Estratto fornito —
..........

IL VALORE DELL’INDIVIDUO NELLA NEW ECONOMY

22 Marzo, 2018 | Autore : |

 

L’ultimo caso di utilizzo interessato dei big data riguarda l’operato della società Cambridge Analytica,accusata di aver speculato sui dati di milioni di cittadini, per influenzare, secondo alcune indiscrezioni di queste ore, oltre 200 elezioni svoltesi nel mondo.  Al netto dei vari aspetti, di natura giuridica e politica, sollevati dallo scandalo, la vicenda consente alcune riflessioni che consentono di tracciare una visione innovativa del ruolo dell’individuo e del consumatore nella società che genera valore attraverso la produzione e la cessione di servizi immateriali.

 

NAD ha già trattato questi temi. La nostra associazione cerca di avvicinare l’avvocatura italiana e più in generale gli operatori del diritto che entrano a contatto con il nostro operato, con alcuni elementi innovativi, che stanno già entrando nei meccanismi privilegiati di creazione e distribuzione del valore, ma che appaiono a volte dei perfetti sconosciuti per l’avvocato medio, impegnato in attività distanti dalle frontiere della tecnologia contemporanea.

..........

Compito da svolgere — Riproduca per intero e senza alcuna modifica l'articolo sul valore dell'individuo nella new economy riportato sopra. I dati non sono necessari ai fini del lavoro richiesto.

Righe di dati —
..........

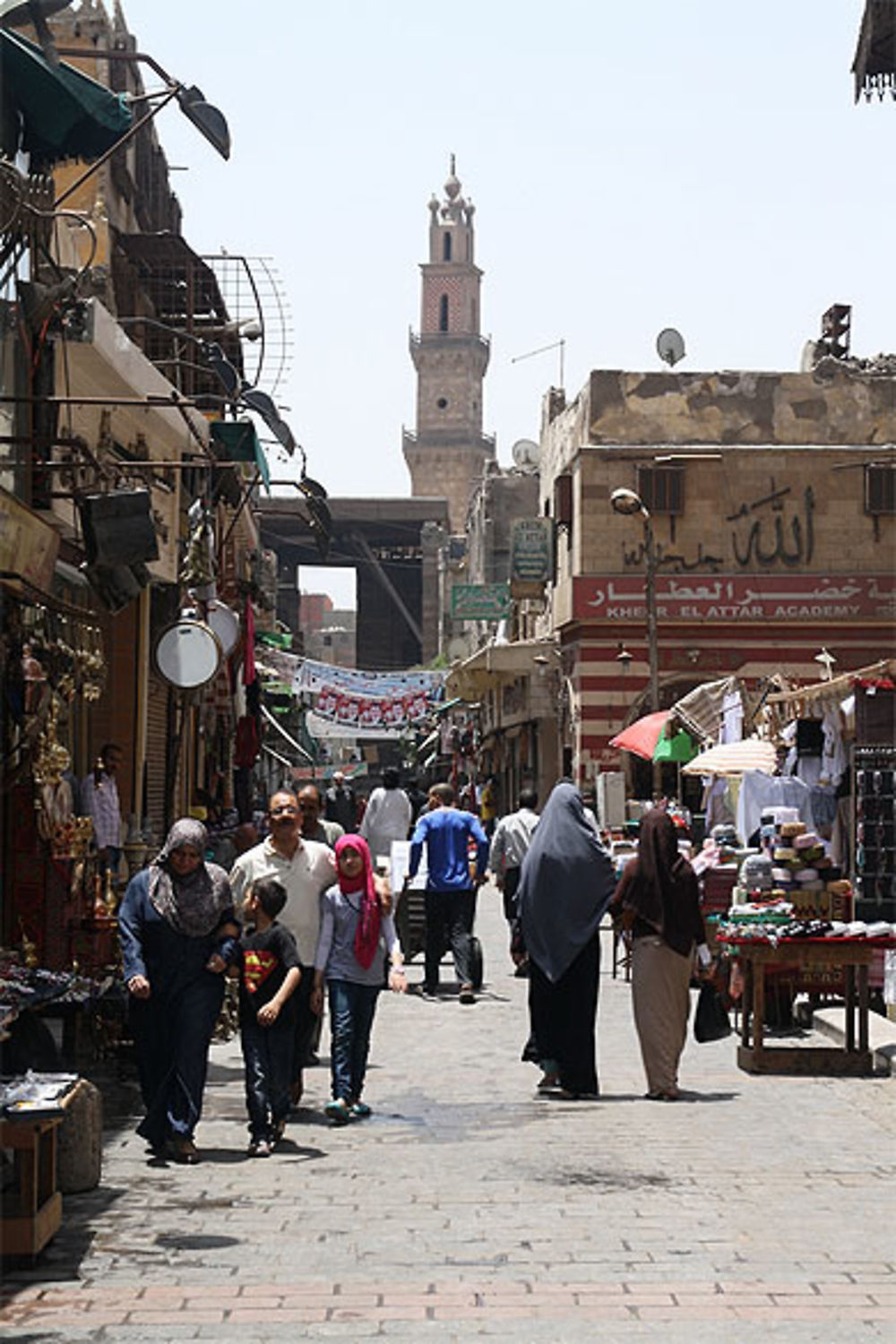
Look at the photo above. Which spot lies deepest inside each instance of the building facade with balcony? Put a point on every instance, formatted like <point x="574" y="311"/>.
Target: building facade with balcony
<point x="772" y="505"/>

..........

Compito svolto —
IL VALORE DELL’INDIVIDUO NELLA NEW ECONOMY

22 Marzo, 2018 | Autore : |

 

L’ultimo caso di utilizzo interessato dei big data riguarda l’operato della società Cambridge Analytica,accusata di aver speculato sui dati di milioni di cittadini, per influenzare, secondo alcune indiscrezioni di queste ore, oltre 200 elezioni svoltesi nel mondo.  Al netto dei vari aspetti, di natura giuridica e politica, sollevati dallo scandalo, la vicenda consente alcune riflessioni che consentono di tracciare una visione innovativa del ruolo dell’individuo e del consumatore nella società che genera valore attraverso la produzione e la cessione di servizi immateriali.

 

NAD ha già trattato questi temi. La nostra associazione cerca di avvicinare l’avvocatura italiana e più in generale gli operatori del diritto che entrano a contatto con il nostro operato, con alcuni elementi innovativi, che stanno già entrando nei meccanismi privilegiati di creazione e distribuzione del valore, ma che appaiono a volte dei perfetti sconosciuti per l’avvocato medio, impegnato in attività distanti dalle frontiere della tecnologia contemporanea.